### Data shown
--- START ---

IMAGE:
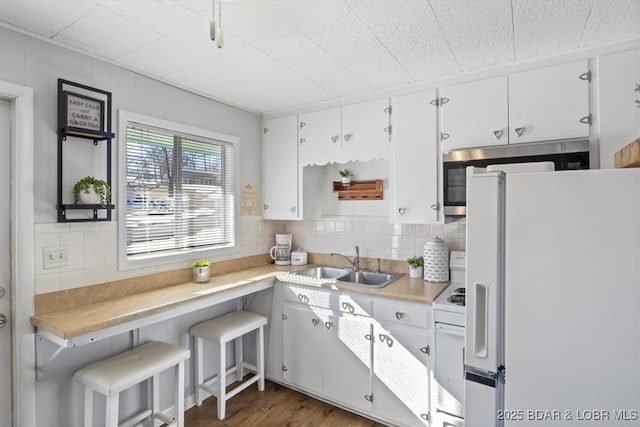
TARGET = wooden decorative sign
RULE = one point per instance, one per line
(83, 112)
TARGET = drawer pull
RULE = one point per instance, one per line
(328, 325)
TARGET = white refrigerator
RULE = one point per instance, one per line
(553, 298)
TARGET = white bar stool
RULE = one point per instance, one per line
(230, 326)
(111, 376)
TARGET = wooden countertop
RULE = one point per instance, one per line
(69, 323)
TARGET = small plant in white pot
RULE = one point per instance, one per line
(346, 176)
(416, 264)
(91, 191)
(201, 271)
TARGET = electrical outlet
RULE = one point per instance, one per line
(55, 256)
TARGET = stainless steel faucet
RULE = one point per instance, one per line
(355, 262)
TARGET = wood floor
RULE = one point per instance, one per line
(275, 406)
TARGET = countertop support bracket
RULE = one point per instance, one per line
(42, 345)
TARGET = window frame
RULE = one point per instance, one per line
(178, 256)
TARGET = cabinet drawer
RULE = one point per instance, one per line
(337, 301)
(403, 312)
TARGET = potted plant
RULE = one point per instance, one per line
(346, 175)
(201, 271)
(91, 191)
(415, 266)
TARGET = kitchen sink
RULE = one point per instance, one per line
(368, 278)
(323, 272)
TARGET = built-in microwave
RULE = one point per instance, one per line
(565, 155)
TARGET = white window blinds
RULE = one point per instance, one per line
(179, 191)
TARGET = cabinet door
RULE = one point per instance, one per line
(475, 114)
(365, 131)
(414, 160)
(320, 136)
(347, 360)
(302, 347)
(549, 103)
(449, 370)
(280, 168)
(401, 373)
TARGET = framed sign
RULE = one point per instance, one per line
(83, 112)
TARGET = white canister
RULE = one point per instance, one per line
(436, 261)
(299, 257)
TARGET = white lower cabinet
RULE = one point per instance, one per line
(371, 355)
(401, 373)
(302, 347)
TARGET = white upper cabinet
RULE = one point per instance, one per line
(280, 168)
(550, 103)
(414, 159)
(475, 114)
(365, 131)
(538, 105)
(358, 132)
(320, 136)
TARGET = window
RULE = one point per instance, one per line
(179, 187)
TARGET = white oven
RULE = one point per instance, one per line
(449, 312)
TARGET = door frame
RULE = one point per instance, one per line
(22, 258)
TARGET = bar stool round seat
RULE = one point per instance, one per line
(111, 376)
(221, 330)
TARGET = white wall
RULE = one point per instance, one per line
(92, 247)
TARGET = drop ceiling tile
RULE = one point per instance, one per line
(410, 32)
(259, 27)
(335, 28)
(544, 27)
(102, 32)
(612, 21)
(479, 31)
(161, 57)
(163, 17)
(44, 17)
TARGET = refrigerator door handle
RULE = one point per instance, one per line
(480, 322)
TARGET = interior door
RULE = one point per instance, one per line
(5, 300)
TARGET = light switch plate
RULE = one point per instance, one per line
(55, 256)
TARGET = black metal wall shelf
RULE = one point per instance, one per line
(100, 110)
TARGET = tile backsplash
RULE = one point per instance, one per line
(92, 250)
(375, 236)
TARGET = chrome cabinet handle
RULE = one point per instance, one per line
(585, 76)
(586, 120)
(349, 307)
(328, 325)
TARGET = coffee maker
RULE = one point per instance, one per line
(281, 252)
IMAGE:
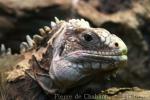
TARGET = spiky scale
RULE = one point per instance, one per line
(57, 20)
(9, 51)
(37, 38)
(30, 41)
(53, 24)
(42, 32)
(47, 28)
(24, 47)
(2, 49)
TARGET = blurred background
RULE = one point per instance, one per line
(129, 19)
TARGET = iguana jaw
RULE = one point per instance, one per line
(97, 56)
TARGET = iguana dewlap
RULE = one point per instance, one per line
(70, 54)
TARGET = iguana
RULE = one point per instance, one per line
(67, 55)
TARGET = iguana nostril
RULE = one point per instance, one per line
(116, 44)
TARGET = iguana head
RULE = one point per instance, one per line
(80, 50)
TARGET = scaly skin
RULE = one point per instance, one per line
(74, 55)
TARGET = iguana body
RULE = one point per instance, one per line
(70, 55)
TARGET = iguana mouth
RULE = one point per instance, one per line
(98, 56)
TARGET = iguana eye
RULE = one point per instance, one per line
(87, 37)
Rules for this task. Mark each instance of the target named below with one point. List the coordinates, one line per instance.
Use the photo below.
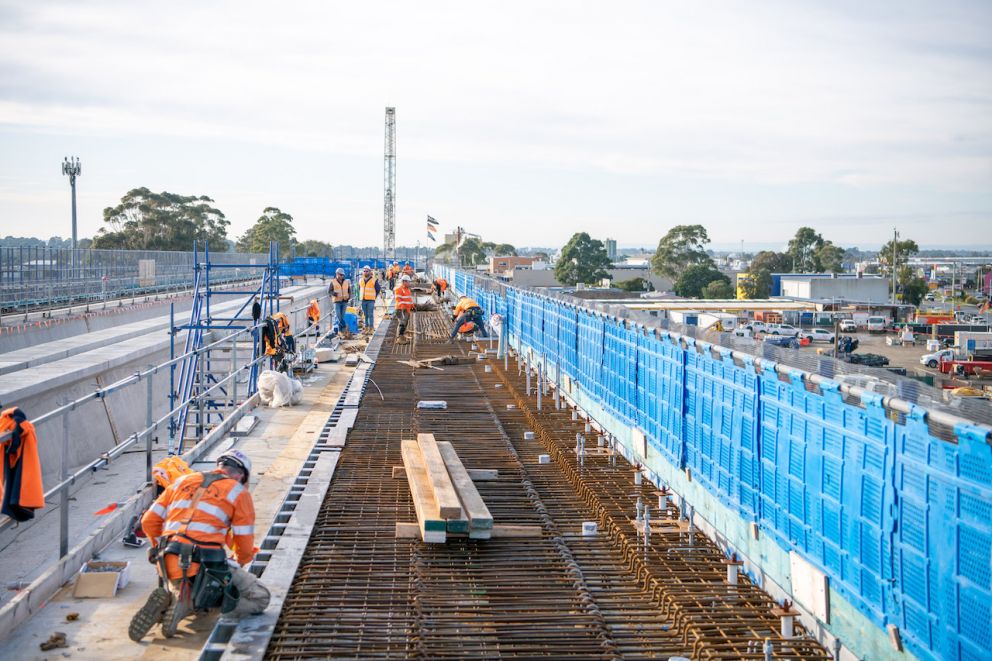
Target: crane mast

--- END ---

### Assignment
Your job is to reproduce the material exactly. Keep pictures out of it.

### Reply
IMAGE:
TARGET = wooden decorative sign
RULE = one point per instance, one per line
(83, 112)
TARGET = drawer pull
RULE = one point per instance, one per line
(328, 325)
TARGET = white refrigerator
RULE = one point per instance, one per line
(553, 298)
TARGET = white bar stool
RULE = one point per instance, one per line
(230, 326)
(111, 376)
TARGET = wooden countertop
RULE = one point per instance, one per line
(69, 323)
TARGET = small plant in white pot
RULE = one point per instance, one per line
(346, 176)
(416, 264)
(91, 191)
(201, 271)
TARGET = electrical outlet
RULE = one point per instance, one per line
(55, 256)
TARGET = stainless steel faucet
RULE = one point per instance, one per line
(355, 262)
TARGET = wood floor
RULE = one point per instance, one per line
(275, 406)
TARGET = countertop support bracket
RULE = one point per instance, one per line
(42, 345)
TARGET = window frame
RULE = one point per instance, one per line
(178, 256)
TARGET = cabinet drawer
RULE = one point per instance, one per line
(337, 301)
(403, 312)
TARGET = potted plant
RULE = one point per instance, one per line
(346, 175)
(201, 271)
(91, 191)
(415, 266)
TARGET = kitchen sink
RULE = one point per instance, one per line
(368, 278)
(323, 272)
TARGET = built-in microwave
RULE = one point per instance, one per line
(565, 155)
TARGET = white window blinds
RULE = one point per instance, one per line
(179, 191)
TARGET = cabinet door
RULE = one point per instance, one per line
(475, 114)
(365, 131)
(414, 160)
(320, 136)
(347, 360)
(302, 347)
(549, 103)
(449, 370)
(280, 168)
(401, 373)
TARGET = framed sign
RULE = one point per instance, one per line
(83, 112)
TARGET = white canister
RULE = one point per instance, one per line
(436, 261)
(299, 257)
TARGET = white lower cabinet
RULE = one point per instance, one per line
(371, 355)
(401, 373)
(302, 347)
TARGET = white upper cabinet
RULE = one point per instance, one per line
(280, 168)
(550, 103)
(414, 159)
(475, 114)
(365, 131)
(538, 105)
(358, 132)
(320, 136)
TARGET = window
RULE = one point per instance, one per line
(179, 187)
TARGET = white oven
RULE = one point per instance, one per line
(449, 312)
TARGET = door frame
RULE = one point per instance, one per line
(22, 258)
TARGET = bar stool round seat
RULE = one point per instance, one per line
(111, 376)
(221, 330)
TARGET = white wall
RULE = one point per instance, one per line
(92, 247)
TARGET = drop ceiling tile
RULE = one point per instance, one per line
(410, 32)
(259, 27)
(335, 28)
(544, 27)
(102, 32)
(612, 21)
(479, 31)
(161, 57)
(163, 17)
(44, 17)
TARGET = refrigerator door handle
RULE = one point per instance, one per line
(480, 322)
TARGET = interior door
RULE = one point per instance, one per line
(5, 300)
TARGET = light switch plate
RULE = one point per instance, one per line
(55, 256)
TARGET = black metal wall shelf
RULE = one point per instance, one per line
(100, 110)
TARGET = tile backsplash
RULE = one point per instance, one per line
(92, 250)
(375, 236)
TARGET = chrome cabinet handle
RULE = one point per instance, one per line
(585, 76)
(586, 120)
(349, 307)
(328, 325)
TARGET = coffee maker
RULE = one point per instance, one per line
(281, 252)
IMAGE:
TARGET = spiky scale
RULE = one point per instance, one per line
(57, 20)
(9, 51)
(37, 38)
(30, 41)
(53, 24)
(42, 32)
(47, 28)
(24, 47)
(2, 49)
TARGET = blurred background
RULE = one point per instance, one per line
(129, 19)
TARGET = iguana jaw
RULE = one point per instance, one per line
(97, 56)
TARGET = iguana dewlap
RULE = one point per instance, one per line
(70, 54)
TARGET = iguana
RULE = one point per instance, one per line
(67, 55)
TARGET = iguana nostril
RULE = one point per instance, one per line
(116, 44)
TARGET = iguana head
RULE = one point per instance, one per line
(80, 50)
TARGET = scaly skin
RULE = one point per instance, one per line
(74, 55)
TARGET = iguana body
RULE = one point per instance, one per line
(70, 55)
TARGET = iguana mouth
RULE = one point per instance, one per line
(98, 56)
TARGET = iguana eye
RULE = one point per instance, one per line
(87, 37)
Rules for this task. Mark each instance of the target named below with one point. List the coordinates, one line per instance.
Use the photo below.
Target: crane mast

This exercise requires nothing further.